Excerpted passage:
This repository contains the implementation of GPT-2 built from scratch. It also runs a backend service with a single endpoint which accepts user input with a prefix sentence and returns a complete sentence by calling the trained GPT-2 model.
- Python 3.10 or higher
- PyTorch
- Other dependencies as listed in
requirements.txt
-
Clone the repository:
git clone https://github.com/your-username/your-repo-name.git cd your-repo-name
-
Install the dependencies:
pip install -r requirements.txt
-
Run the file:
- To train a GPT-2 model:
python main.py
- To start a backend server on your local computer:
python backend_server.py
- To train a GPT-2 model:
You can also run the project in a Docker container:
-
Pull the Docker base image:
docker pull robd003/python3.10:latest
-
Build the Docker image:
sudo docker build -t gpt-2 -f Dockerfile .
-
Run a Docker container:
- For training:
sudo docker run -p 5001:5001 -it --name gpt-2 -v $(pwd)/log:/app/log gpt-2 training /bin/bash
- For service:
sudo docker run -p 5001:5001 -it --name gpt-2 -v $(pwd)/log:/app/log gpt-2 service /bin/bash
This command creates a Docker container which maps the container's port 5001 to your local host's port 5001. The container is named
gpt-2
and created using the built Docker imagegpt-2
. It also mounts your locallog
directory to the container's/app/log
directory, and opens a bash shell in the container. - For training:
The dataset used for training is the Tiny Shakespeare dataset. The dataset is stored in the input.txt
file.

Data shown:
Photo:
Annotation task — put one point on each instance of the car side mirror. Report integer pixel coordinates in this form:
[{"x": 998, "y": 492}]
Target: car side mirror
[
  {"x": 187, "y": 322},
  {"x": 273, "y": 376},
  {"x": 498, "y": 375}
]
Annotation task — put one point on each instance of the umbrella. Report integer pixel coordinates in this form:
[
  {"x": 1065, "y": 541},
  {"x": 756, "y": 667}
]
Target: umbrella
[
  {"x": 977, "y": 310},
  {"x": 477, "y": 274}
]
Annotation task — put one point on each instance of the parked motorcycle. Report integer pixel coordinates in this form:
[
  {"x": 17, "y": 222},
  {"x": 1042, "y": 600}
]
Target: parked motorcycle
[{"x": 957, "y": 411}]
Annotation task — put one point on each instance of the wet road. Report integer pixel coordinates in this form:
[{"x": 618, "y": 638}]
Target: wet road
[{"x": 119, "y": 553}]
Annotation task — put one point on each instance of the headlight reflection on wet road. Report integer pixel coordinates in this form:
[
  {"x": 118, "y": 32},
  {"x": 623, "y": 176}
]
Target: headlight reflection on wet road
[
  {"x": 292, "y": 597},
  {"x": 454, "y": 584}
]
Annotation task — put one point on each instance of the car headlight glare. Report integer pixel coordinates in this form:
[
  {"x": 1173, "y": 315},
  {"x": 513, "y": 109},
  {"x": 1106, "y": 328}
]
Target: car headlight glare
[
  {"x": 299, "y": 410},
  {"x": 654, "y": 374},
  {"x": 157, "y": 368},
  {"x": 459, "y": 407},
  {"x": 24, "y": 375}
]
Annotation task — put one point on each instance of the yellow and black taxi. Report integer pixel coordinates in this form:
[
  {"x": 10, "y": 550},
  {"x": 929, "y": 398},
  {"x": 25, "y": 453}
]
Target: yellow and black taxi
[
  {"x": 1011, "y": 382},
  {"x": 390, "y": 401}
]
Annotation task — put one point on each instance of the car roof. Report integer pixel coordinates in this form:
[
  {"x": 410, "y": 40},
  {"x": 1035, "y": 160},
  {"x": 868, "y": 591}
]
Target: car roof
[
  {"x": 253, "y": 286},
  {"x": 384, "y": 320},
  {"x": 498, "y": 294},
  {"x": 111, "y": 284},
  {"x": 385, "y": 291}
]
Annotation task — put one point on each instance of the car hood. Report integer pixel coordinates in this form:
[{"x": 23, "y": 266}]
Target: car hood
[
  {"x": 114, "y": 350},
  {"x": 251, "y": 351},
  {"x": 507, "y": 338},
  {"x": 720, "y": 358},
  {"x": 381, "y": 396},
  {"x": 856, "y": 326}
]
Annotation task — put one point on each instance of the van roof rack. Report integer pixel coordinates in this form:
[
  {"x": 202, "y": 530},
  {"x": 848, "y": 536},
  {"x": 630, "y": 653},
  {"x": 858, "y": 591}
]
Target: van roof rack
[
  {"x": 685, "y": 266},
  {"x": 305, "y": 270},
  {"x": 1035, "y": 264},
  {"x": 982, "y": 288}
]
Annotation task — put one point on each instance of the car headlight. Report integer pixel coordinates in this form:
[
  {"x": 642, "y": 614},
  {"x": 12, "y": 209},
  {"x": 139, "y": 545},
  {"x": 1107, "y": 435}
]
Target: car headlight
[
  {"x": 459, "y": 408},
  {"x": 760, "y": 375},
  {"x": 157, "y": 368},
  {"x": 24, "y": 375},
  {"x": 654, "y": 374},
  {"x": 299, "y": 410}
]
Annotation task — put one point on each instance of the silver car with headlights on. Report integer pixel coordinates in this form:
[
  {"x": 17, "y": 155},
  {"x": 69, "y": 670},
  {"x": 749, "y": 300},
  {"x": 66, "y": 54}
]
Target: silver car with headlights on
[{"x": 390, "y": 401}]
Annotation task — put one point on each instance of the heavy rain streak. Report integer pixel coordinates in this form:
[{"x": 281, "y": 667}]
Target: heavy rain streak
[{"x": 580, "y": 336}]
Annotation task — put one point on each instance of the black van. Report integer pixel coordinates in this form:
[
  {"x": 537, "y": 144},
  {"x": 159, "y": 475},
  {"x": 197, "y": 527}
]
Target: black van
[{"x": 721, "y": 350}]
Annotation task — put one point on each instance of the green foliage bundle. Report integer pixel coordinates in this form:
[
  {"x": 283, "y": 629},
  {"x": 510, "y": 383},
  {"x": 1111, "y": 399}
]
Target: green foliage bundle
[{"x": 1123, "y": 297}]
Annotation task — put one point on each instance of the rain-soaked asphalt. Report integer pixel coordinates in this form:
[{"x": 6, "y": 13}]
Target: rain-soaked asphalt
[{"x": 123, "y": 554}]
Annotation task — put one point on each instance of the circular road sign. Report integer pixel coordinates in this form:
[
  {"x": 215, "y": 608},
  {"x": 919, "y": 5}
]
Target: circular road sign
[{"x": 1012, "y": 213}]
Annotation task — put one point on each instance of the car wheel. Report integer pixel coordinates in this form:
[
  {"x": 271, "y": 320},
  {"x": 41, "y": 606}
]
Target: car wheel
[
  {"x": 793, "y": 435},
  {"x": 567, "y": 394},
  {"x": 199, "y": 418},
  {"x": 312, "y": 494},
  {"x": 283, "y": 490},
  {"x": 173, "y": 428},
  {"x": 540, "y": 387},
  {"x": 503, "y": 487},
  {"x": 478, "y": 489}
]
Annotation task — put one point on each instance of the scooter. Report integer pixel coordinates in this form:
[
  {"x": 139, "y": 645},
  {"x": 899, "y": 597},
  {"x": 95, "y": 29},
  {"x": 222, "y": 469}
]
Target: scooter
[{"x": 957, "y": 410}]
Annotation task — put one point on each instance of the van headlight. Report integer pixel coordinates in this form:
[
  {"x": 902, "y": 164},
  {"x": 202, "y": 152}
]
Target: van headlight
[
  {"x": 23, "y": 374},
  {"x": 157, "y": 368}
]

Explore the material:
a) From the GPT-2 repository text, reproduce the passage starting with "This repository contains" and going on through "trained GPT-2 model.".
b) Answer each question using the GPT-2 repository text.
(i) What minimum version of Python does the project require?
(ii) Which dataset is used for training?
(iii) What command installs the dependencies?
c) For each statement, decide whether it agrees with the GPT-2 repository text. Answer yes or no, and quote the words that decide it.
(i) The backend service offers several endpoints.
(ii) The Docker container maps its port 5001 to port 5001 on the local host.
(iii) The Docker base image pulled is python:3.11.

Answers for this exercise:
a)
This repository contains the implementation of GPT-2 built from scratch. It also runs a backend service with a single endpoint which accepts user input with a prefix sentence and returns a complete sentence by calling the trained GPT-2 model.

b)
(i) Python 3.10 or higher.
(ii) The Tiny Shakespeare dataset.
(iii) pip install -r requirements.txt

c)
(i) No: "a backend service with a single endpoint"
(ii) Yes: "maps the container's port 5001 to your local host's port 5001"
(iii) No: "docker pull robd003/python3.10:latest"